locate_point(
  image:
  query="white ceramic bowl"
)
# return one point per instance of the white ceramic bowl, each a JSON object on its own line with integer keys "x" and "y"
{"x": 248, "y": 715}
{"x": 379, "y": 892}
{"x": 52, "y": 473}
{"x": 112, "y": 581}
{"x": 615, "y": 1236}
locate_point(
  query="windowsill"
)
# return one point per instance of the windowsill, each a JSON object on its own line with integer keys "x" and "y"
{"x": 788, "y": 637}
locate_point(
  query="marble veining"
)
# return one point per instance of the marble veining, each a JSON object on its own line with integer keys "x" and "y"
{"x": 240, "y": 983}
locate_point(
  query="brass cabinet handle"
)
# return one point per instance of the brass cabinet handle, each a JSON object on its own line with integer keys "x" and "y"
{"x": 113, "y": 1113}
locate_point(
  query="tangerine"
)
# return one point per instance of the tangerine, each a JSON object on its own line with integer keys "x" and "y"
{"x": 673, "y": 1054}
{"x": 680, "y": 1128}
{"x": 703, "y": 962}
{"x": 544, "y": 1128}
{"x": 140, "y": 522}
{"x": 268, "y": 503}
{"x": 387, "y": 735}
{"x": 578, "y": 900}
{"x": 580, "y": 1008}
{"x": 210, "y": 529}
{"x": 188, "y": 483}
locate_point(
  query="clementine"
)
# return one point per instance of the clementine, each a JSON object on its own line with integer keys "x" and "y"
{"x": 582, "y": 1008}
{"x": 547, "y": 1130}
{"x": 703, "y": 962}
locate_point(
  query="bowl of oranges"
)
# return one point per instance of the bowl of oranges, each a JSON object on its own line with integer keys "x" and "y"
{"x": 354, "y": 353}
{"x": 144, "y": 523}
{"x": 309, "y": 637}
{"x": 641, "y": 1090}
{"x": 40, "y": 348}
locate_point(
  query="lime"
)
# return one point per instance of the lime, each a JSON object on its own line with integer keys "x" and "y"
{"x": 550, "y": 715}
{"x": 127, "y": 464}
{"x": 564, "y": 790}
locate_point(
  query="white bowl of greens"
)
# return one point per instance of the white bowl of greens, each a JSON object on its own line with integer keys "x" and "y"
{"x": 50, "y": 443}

* [The exercise] Hand back the material above in full, exactly as written.

* [Exercise solution]
locate_point(
  image:
  query="white ceramic bowl"
)
# return one point per instance of the white ceramic bowl, each a JSON object on its own line with integer keys "x" and "y"
{"x": 248, "y": 715}
{"x": 379, "y": 892}
{"x": 52, "y": 473}
{"x": 112, "y": 581}
{"x": 615, "y": 1236}
locate_point(
  query="windowsill"
)
# return one point per instance of the windowsill, each a JSON object on its own line with integer keys "x" and "y"
{"x": 788, "y": 637}
locate_point(
  query="marble veining"
)
# return one point per instance of the marble veining, each a JSON object on its own line with integer keys "x" and "y"
{"x": 240, "y": 983}
locate_point(
  query="brass cabinet handle"
)
# return one point per instance of the brass cabinet handle, each a JSON object on its own line with integer keys "x" and "y"
{"x": 113, "y": 1113}
locate_point(
  query="tangerine"
)
# return one point per instance of the tangerine, each a JSON object on its own line with integer keys "x" and "y"
{"x": 673, "y": 1054}
{"x": 680, "y": 1128}
{"x": 703, "y": 962}
{"x": 544, "y": 1128}
{"x": 140, "y": 522}
{"x": 268, "y": 503}
{"x": 387, "y": 735}
{"x": 578, "y": 900}
{"x": 580, "y": 1008}
{"x": 210, "y": 529}
{"x": 188, "y": 483}
locate_point(
  query="clementine"
)
# return one point per instance of the clementine, each a JSON object on its own line with integer keys "x" and "y"
{"x": 582, "y": 1008}
{"x": 547, "y": 1130}
{"x": 703, "y": 962}
locate_point(
  query="bowl of oranges"
)
# return one point per instance of the bowl of oranges, each a JSON object on its own line with integer keys "x" and "y"
{"x": 354, "y": 353}
{"x": 144, "y": 523}
{"x": 309, "y": 637}
{"x": 641, "y": 1090}
{"x": 40, "y": 348}
locate_point(
  query="lime"
)
# return one point per instance of the lime, each a JSON object on its own line with integer keys "x" and "y"
{"x": 550, "y": 715}
{"x": 127, "y": 464}
{"x": 564, "y": 790}
locate_point(
  query="white bowl of greens"
)
# return one point per instance of the white bowl of greens, each a JSON object on its own line with integer keys "x" and "y"
{"x": 50, "y": 443}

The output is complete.